(Entries from a point annotation set)
- - -
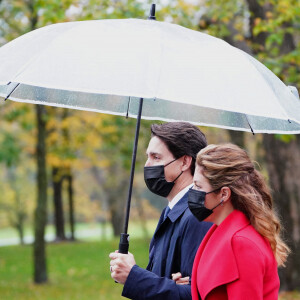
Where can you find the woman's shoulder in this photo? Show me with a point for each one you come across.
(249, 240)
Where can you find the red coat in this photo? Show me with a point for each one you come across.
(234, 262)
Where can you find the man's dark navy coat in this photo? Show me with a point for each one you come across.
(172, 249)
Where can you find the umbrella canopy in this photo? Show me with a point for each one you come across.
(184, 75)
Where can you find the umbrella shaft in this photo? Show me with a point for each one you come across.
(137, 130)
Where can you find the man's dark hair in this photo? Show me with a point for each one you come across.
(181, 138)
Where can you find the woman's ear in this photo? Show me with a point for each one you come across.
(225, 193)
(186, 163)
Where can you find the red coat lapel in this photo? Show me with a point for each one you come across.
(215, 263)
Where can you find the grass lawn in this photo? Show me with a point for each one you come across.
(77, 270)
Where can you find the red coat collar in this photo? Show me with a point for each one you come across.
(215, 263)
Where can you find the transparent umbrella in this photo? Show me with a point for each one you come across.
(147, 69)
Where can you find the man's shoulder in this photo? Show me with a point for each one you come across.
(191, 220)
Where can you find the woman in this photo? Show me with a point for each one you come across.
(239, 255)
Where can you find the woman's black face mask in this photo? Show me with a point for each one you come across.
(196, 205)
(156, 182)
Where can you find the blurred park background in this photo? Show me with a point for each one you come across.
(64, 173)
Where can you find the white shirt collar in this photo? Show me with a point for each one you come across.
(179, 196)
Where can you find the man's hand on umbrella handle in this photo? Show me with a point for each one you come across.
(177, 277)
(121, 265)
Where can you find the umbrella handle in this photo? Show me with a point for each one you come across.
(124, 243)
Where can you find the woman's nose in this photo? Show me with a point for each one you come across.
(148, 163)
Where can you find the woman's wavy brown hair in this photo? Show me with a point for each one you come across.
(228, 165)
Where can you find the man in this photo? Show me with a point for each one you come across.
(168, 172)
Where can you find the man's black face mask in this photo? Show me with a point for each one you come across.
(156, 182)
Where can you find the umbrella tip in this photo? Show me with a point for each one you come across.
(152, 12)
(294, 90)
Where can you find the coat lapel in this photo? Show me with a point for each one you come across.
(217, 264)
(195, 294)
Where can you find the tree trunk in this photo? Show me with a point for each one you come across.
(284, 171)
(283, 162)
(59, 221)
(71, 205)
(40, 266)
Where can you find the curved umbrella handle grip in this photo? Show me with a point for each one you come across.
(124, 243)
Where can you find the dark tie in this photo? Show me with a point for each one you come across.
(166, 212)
- - -
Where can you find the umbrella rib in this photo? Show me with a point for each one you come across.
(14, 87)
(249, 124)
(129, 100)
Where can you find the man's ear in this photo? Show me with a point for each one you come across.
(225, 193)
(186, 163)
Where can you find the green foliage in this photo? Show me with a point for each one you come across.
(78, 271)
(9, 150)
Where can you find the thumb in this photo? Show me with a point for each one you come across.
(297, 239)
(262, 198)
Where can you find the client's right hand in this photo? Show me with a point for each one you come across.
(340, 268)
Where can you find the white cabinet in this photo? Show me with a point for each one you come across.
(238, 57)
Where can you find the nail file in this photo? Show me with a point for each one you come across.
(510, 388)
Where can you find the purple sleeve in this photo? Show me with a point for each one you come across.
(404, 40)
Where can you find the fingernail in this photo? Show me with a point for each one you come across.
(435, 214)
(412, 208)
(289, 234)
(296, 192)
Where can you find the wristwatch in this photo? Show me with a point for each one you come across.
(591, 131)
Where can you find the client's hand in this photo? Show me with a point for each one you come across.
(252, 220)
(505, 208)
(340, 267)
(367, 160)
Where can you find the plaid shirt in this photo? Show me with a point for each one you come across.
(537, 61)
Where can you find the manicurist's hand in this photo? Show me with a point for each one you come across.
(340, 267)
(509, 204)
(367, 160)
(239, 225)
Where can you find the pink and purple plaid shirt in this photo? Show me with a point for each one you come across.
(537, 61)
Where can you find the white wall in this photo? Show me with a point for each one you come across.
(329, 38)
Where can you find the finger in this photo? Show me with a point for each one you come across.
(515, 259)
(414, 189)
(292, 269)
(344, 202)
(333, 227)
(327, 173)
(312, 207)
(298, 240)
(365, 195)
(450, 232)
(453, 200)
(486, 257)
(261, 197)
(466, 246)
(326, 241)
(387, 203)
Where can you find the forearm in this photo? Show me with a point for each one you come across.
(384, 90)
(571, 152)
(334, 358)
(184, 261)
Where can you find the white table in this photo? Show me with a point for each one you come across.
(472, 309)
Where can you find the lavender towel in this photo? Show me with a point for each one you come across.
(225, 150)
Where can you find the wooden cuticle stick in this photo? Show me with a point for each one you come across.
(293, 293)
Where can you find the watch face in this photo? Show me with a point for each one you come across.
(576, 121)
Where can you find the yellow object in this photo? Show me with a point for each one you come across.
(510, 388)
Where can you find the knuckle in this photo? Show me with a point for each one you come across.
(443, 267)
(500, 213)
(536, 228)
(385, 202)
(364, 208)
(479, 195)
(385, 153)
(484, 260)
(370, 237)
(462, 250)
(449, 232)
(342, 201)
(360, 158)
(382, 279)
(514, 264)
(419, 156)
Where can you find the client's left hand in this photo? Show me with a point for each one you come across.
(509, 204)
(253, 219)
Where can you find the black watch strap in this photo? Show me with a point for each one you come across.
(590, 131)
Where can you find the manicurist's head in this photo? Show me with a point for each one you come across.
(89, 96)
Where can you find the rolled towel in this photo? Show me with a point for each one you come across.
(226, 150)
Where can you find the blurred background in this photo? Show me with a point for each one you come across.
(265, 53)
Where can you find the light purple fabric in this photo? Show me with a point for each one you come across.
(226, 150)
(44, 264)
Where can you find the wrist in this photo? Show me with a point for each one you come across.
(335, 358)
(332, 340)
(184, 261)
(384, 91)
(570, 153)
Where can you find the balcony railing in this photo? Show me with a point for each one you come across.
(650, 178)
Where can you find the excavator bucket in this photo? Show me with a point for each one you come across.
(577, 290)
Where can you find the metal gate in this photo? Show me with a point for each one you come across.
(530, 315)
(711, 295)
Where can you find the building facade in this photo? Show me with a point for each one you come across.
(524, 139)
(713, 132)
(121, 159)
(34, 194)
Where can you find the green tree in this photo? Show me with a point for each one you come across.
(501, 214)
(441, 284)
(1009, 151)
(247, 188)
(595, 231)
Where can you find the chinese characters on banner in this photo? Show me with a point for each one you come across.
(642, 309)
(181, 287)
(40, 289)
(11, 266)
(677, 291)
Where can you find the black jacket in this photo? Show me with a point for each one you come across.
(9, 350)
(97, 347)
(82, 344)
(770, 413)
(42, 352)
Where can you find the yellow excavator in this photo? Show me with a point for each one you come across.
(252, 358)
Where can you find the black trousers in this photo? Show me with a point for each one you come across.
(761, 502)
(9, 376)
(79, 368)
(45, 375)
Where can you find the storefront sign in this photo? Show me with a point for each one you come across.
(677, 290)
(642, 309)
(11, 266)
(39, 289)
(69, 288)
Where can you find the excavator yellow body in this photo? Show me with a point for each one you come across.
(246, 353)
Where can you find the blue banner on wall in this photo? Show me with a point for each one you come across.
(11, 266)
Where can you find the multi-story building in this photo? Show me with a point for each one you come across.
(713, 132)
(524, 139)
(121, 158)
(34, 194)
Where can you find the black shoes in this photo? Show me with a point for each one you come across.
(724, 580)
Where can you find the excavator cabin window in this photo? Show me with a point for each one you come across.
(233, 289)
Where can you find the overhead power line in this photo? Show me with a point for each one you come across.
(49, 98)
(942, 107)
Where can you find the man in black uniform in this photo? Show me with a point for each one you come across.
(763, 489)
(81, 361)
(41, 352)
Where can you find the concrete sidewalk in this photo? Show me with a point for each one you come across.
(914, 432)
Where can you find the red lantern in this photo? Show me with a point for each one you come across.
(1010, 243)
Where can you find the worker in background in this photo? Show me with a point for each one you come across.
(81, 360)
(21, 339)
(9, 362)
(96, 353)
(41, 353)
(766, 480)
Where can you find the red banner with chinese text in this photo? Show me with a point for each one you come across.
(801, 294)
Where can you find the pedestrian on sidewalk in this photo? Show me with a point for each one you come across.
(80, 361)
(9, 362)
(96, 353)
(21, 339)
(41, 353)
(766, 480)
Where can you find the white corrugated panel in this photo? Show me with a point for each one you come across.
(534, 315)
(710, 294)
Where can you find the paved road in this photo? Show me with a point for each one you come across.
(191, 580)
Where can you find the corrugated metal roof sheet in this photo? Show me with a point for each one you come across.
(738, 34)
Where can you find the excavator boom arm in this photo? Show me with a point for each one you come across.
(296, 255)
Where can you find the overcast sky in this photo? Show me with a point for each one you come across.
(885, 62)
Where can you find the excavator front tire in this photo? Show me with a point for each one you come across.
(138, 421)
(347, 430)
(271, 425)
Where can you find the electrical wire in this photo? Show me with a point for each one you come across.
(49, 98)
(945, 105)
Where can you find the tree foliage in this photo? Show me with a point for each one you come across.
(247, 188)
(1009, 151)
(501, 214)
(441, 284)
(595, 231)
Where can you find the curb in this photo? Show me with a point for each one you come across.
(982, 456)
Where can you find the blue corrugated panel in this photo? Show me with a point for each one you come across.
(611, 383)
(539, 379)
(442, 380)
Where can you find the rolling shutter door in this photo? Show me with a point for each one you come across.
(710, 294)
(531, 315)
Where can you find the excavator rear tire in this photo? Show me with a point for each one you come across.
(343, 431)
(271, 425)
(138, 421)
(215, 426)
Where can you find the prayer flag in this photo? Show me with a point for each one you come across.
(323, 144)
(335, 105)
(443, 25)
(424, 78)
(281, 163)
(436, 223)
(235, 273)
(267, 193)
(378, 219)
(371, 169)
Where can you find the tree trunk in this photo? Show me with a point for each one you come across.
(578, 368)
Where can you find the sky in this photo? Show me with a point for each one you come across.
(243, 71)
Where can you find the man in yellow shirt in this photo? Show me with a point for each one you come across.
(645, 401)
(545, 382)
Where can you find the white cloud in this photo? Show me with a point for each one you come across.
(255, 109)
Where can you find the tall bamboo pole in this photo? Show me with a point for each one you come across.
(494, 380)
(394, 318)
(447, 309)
- - -
■ **Problem statement**
Gather every line of the material above that contains the word "chinese", treating uppercase and lowercase letters as different.

■ **Solution**
Where can you find the chinese characters on banner in this photo? Show me with a point for each one you come across.
Where can you find the red banner with chinese text in this photo? Show me with a point for each one you come across.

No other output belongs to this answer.